■ Try it
Set down each line of the data below exactly.

[Data records Boundary: Start]

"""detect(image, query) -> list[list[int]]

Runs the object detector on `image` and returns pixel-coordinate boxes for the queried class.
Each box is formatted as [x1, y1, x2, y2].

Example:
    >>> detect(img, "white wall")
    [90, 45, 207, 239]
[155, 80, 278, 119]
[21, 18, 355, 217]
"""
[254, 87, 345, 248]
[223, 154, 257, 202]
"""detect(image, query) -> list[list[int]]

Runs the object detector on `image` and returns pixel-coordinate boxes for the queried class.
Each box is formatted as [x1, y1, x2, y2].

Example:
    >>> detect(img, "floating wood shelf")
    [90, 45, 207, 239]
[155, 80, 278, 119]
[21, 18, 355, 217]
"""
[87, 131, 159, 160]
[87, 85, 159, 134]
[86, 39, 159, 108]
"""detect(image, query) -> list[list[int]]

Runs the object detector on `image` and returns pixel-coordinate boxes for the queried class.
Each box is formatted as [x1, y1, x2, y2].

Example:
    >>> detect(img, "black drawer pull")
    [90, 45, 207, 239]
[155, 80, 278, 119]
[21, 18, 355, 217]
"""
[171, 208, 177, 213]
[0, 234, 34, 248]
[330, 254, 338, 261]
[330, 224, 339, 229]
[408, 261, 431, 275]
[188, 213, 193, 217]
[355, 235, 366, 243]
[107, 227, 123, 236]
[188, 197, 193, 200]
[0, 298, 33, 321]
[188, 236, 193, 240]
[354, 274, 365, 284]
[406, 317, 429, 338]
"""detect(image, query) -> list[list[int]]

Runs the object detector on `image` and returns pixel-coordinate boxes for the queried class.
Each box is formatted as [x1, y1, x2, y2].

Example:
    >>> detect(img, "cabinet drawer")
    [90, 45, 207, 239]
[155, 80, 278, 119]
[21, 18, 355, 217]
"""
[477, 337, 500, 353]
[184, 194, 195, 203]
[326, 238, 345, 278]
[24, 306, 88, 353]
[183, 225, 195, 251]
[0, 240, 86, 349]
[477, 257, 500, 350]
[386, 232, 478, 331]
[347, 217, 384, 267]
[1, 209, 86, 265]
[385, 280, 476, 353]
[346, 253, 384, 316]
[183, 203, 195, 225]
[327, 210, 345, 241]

[Data records Boundary: End]

■ Result
"""detect(image, query) -> list[list[int]]

Runs the object detector on `image` and returns pixel-coordinate boxes for the queried class.
Each box is formatted as [x1, y1, x2, y2].

Example:
    >>> detect(img, "white wall")
    [90, 45, 207, 239]
[155, 80, 278, 119]
[21, 18, 355, 217]
"""
[254, 87, 345, 248]
[223, 154, 257, 202]
"""detect(image, query) -> list[list[int]]

Runs the object detector on `image` and returns pixel-coordinate boxes for the queried class.
Each box is formatted as [x1, y1, x2, y2].

Example:
    >>> detect(img, "floating wood shelf")
    [90, 45, 207, 239]
[155, 80, 278, 119]
[21, 18, 355, 217]
"""
[87, 131, 159, 160]
[87, 85, 159, 134]
[86, 39, 159, 108]
"""detect(image, query) -> list[list[int]]

Runs the object detector on `image` and returns pixel-coordinate boxes for the queried class.
Each box is formatted as [x1, y1, x2, y2].

Example:
    >>> detect(img, "black drawer pull")
    [90, 45, 207, 239]
[155, 80, 278, 119]
[21, 18, 355, 217]
"""
[171, 208, 177, 213]
[0, 234, 34, 248]
[330, 254, 338, 261]
[330, 224, 339, 229]
[408, 261, 431, 275]
[188, 213, 193, 217]
[355, 235, 366, 243]
[107, 227, 123, 236]
[188, 197, 193, 200]
[0, 298, 33, 321]
[188, 236, 193, 240]
[354, 274, 365, 284]
[406, 317, 429, 338]
"""detect(image, query) -> list[list[int]]

Runs the object detector on `image` and returns pixel-coordinate boxes for the queried class.
Each box is formatted as [x1, y1, x2, y2].

Example:
    >>> detect(img, "cabinet drawer")
    [90, 45, 207, 239]
[155, 80, 278, 119]
[21, 18, 355, 217]
"""
[477, 337, 500, 353]
[184, 194, 195, 203]
[326, 238, 345, 278]
[24, 306, 88, 353]
[183, 225, 195, 251]
[0, 240, 86, 349]
[477, 257, 500, 350]
[386, 232, 478, 331]
[347, 217, 384, 267]
[1, 209, 86, 265]
[385, 280, 476, 353]
[346, 253, 384, 316]
[183, 203, 195, 225]
[327, 210, 345, 241]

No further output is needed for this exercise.